The Library of Congress >> Cataloging Directorate

The Library of Congress - Cataloging

Organizing the Global Digital Library Conference

Library of Congress
Digital Library Visitors' Center
Madison Building

December 11, 1995

Sarah Thomas, chair of the conference, welcomed the participants by thanking the cosponsors of the event, the Council on Library Resources and the National Digital Library Program of the Library of Congress. The purpose of the conference was to form a consensus on a list of principles and assumptions regarding the nature of organization in the digital library of the future. The use of the word "organizing" rather than "cataloging" was a deliberate choice when titling the conference. With the critical mass of digital resources, we will have to make decisions regarding which resources warrant bibliographic "control" in the traditional sense and which can be organized in ways that users can access through gateways to internet resources. Other goals of the meeting were to identify the challenges and difficulties which impede progress; promote a coalescence of current efforts regarding the organization of digital resources by drawing on the collective expertise of those gathered; identify the expectations for digital libraries in the future; and ideally, develop an action plan for moving efforts forward. Although one of the goals of the conference was to develop the librarian/technologist partnership and identify areas for collaboration, the action items which developed are intentionally librarian-centric in order to provide avenues for the library community to become more involved in this arena.

__Given data__

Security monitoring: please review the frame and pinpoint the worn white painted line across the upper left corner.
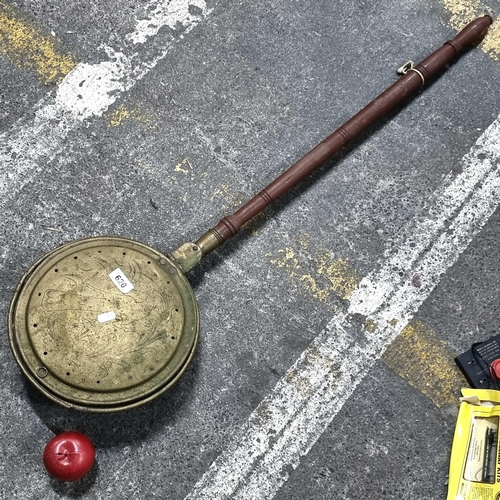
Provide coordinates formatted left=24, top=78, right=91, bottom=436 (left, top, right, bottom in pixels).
left=0, top=0, right=211, bottom=203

__Assigned task__
Which two organizations cosponsored the event described in the conference report? The listing has no connection to the conference report.

__Expected answer__
The Council on Library Resources and the National Digital Library Program of the Library of Congress.